## Directions for this task
Rewrite the material below, replacing every "please point out" with "mark" and changing nothing else. Leave the pictures out of your answer.

## Material supplied
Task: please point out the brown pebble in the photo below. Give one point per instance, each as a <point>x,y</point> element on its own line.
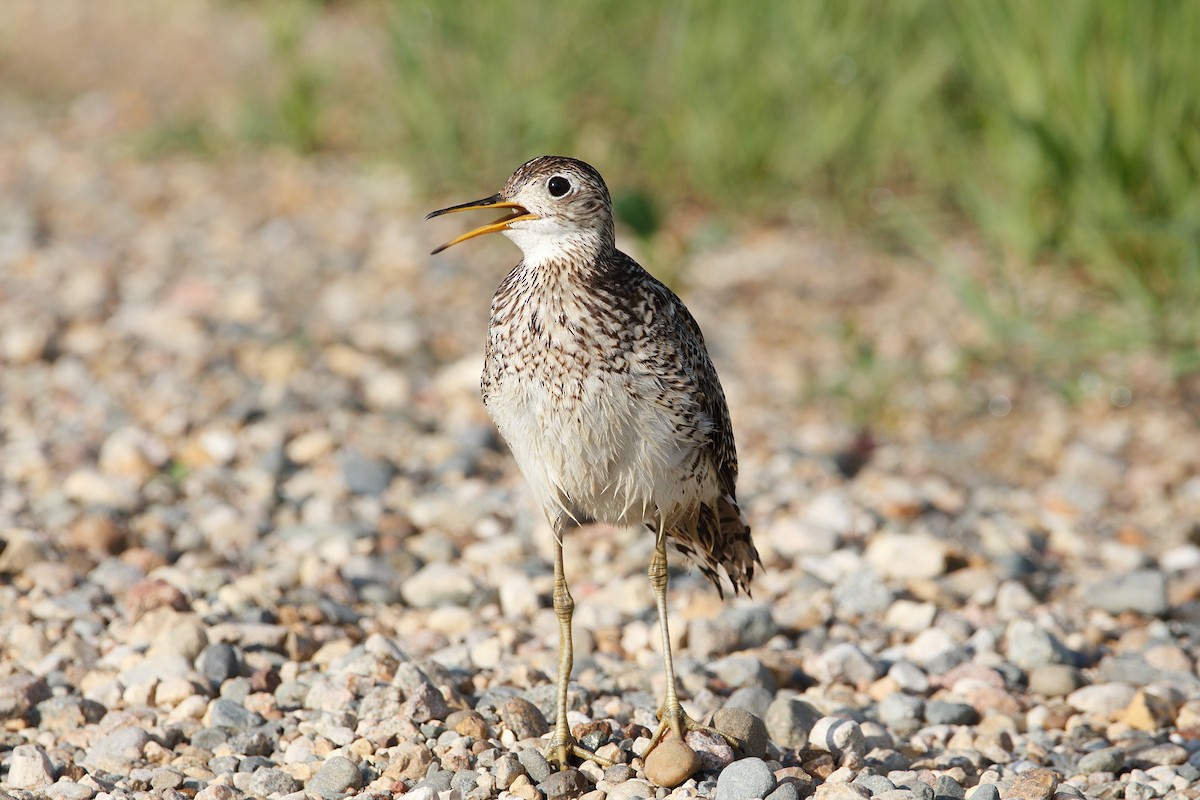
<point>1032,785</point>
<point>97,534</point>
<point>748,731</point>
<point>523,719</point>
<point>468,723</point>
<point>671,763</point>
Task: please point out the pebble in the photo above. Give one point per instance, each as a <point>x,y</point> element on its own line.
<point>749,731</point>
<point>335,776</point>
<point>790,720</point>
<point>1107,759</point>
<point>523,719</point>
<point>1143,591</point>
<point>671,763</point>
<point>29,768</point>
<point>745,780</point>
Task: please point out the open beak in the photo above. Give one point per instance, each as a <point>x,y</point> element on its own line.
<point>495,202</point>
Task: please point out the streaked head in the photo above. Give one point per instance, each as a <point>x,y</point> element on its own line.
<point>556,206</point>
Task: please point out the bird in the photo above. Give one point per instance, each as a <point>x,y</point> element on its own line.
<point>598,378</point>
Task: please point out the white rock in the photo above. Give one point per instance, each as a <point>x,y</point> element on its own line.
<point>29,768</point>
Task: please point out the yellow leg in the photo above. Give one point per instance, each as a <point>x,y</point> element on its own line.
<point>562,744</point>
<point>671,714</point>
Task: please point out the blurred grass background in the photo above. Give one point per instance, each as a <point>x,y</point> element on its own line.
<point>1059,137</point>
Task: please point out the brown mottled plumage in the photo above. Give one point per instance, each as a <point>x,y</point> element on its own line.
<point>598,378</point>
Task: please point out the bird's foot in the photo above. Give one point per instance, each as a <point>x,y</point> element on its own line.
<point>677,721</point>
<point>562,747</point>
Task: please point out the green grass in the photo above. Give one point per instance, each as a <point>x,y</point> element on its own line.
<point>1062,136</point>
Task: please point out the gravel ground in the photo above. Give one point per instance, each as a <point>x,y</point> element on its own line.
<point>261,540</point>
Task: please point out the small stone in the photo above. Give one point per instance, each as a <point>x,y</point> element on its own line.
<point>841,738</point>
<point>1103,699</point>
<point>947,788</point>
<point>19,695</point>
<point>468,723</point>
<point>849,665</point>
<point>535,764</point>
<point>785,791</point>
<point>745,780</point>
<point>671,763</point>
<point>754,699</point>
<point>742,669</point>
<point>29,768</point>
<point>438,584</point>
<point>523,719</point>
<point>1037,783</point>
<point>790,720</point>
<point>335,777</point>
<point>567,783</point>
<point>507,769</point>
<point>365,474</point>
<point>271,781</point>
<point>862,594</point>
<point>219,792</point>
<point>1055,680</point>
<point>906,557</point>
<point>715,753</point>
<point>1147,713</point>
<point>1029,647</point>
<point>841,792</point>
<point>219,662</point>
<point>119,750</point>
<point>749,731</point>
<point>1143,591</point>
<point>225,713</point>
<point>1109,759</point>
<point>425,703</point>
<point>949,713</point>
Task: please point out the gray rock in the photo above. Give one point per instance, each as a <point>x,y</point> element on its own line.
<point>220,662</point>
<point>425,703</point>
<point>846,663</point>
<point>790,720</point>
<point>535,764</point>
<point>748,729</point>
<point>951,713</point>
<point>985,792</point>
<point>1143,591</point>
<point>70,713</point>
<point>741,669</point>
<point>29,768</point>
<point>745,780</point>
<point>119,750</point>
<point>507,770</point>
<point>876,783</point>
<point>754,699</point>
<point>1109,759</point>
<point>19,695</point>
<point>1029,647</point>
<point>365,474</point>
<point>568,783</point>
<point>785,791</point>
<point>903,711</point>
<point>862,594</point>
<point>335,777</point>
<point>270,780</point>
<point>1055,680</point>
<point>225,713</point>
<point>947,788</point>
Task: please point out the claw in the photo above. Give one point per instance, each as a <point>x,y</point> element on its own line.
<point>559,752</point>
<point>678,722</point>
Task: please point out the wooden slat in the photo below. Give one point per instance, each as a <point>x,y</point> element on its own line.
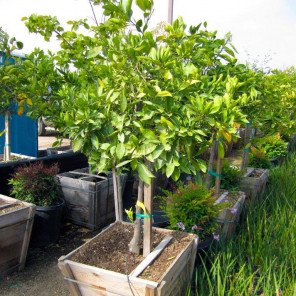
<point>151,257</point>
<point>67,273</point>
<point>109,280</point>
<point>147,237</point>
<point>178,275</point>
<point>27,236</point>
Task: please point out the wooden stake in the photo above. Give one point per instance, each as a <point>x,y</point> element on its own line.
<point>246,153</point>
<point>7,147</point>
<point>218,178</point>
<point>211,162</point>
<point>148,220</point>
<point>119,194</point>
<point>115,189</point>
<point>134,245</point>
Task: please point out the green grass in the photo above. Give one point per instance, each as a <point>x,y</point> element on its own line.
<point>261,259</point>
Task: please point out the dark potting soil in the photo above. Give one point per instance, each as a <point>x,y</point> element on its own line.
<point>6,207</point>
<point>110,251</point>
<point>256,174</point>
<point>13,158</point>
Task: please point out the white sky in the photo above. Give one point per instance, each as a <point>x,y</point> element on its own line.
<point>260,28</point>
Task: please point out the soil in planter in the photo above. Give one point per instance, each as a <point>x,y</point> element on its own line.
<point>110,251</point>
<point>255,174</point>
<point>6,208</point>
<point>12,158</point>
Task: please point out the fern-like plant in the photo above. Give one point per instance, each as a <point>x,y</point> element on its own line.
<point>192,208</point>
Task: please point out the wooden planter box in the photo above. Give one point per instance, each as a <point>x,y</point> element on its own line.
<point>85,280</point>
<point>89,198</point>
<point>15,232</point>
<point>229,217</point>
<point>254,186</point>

## Response to the task
Task: mark the brown pebble in the photo below. Give one point per instance, each as a <point>x,y</point> element on its own line.
<point>1032,785</point>
<point>97,534</point>
<point>748,731</point>
<point>523,719</point>
<point>468,723</point>
<point>671,763</point>
Task: mark the pebble in the photo above. Give one point per instance, each as a <point>x,y</point> element on its own line.
<point>749,731</point>
<point>335,776</point>
<point>790,720</point>
<point>1107,759</point>
<point>523,719</point>
<point>1143,591</point>
<point>671,763</point>
<point>29,768</point>
<point>745,780</point>
Task: mark the open beak in the photo above. Give one point per instance, each as a <point>x,y</point> element on its own line.
<point>495,202</point>
Task: mark the streaked head in the photo above. Give one point per instance, each as a <point>x,y</point> element on its own line.
<point>556,206</point>
Task: mark the bird in the photo above. Give one point per instance, each as a <point>x,y</point> element on its own line.
<point>598,378</point>
Task: mark the white rock in the photo above. Give one point per instance, each as a <point>x,y</point> element on its own line.
<point>29,768</point>
Task: mark the yellow leg in the photo above. Give one point per instance, each as a <point>x,y</point> element on its own line.
<point>562,744</point>
<point>671,714</point>
Task: mark the blurred grass background in the photo above. Give one point per instance, each as a <point>x,y</point> element on its own line.
<point>1059,137</point>
Task: mark the brown mottled plumage in the photo above. Give one point per instance, each as a <point>x,y</point> element on its own line.
<point>598,378</point>
Task: mark the bird's foot in the photo above. Give one point per instance, each as a <point>x,y</point> element on its own line.
<point>677,721</point>
<point>562,747</point>
Task: mark the green grass in the photo above. Give one point per instance, each as a <point>x,y</point> element on its own line.
<point>1062,136</point>
Task: mark the gravel ground in the photo above. Give one point per instance, each as a <point>x,y</point> element on its own line.
<point>261,540</point>
Task: mark the small stone in the photo above. Give one point per instance, each as a <point>x,y</point> element on its own line.
<point>841,738</point>
<point>1103,699</point>
<point>947,788</point>
<point>19,695</point>
<point>468,723</point>
<point>849,665</point>
<point>535,764</point>
<point>785,791</point>
<point>745,780</point>
<point>671,763</point>
<point>754,699</point>
<point>742,669</point>
<point>29,768</point>
<point>438,584</point>
<point>523,719</point>
<point>1037,783</point>
<point>790,720</point>
<point>335,777</point>
<point>567,783</point>
<point>507,769</point>
<point>365,474</point>
<point>271,781</point>
<point>862,594</point>
<point>219,792</point>
<point>1055,680</point>
<point>906,557</point>
<point>715,753</point>
<point>1147,713</point>
<point>1029,647</point>
<point>841,792</point>
<point>219,662</point>
<point>119,750</point>
<point>749,731</point>
<point>1143,591</point>
<point>225,713</point>
<point>1109,759</point>
<point>425,703</point>
<point>949,713</point>
Task: mark the gray rock in the photo above. Give one point per instance, each as a <point>x,y</point> element on its own line.
<point>220,662</point>
<point>425,703</point>
<point>846,663</point>
<point>790,720</point>
<point>535,764</point>
<point>748,729</point>
<point>951,713</point>
<point>985,792</point>
<point>1143,591</point>
<point>70,713</point>
<point>741,669</point>
<point>29,768</point>
<point>745,780</point>
<point>119,750</point>
<point>507,770</point>
<point>876,783</point>
<point>754,699</point>
<point>1109,759</point>
<point>19,695</point>
<point>1029,647</point>
<point>365,474</point>
<point>568,783</point>
<point>785,791</point>
<point>903,711</point>
<point>862,594</point>
<point>335,777</point>
<point>270,780</point>
<point>1055,680</point>
<point>225,713</point>
<point>947,788</point>
Task: mark the claw in the photo above. Give one point per instance, each as a <point>x,y</point> element on its own line.
<point>559,752</point>
<point>678,722</point>
Task: mark the wooden slat in the photo below. Give one point per instance, each as a <point>x,y</point> element on its own line.
<point>151,257</point>
<point>67,273</point>
<point>109,280</point>
<point>147,237</point>
<point>178,275</point>
<point>27,236</point>
Task: mark the wooden stake in the photo above. Give one point per instance, each as a <point>x,y</point> element on its own line.
<point>246,153</point>
<point>7,147</point>
<point>218,178</point>
<point>211,162</point>
<point>148,220</point>
<point>119,194</point>
<point>115,189</point>
<point>134,245</point>
Task: mark the green grass in the photo above. Give one point per instance, each as a <point>x,y</point> element on its own line.
<point>261,259</point>
Task: mark the dark potting soil in the photo above. Give one point per instance, each as a <point>x,y</point> element on its own line.
<point>6,207</point>
<point>110,251</point>
<point>256,174</point>
<point>13,158</point>
Task: mark the white sky in the photo above. Give one point per instance, each as a <point>x,y</point> element on its own line.
<point>260,28</point>
Task: mark the soil in planter in the photo above. Give one point per instance, each as a <point>x,y</point> element on its own line.
<point>110,251</point>
<point>255,174</point>
<point>6,208</point>
<point>12,158</point>
Task: mark the fern-like plant in the photo above. Give one point per instance, each as a <point>x,y</point> element on its own line.
<point>192,208</point>
Task: mark the wooden planter box in the photo above. Give one point per instance, each as a <point>x,y</point> element on its own line.
<point>85,280</point>
<point>89,198</point>
<point>15,232</point>
<point>229,217</point>
<point>254,186</point>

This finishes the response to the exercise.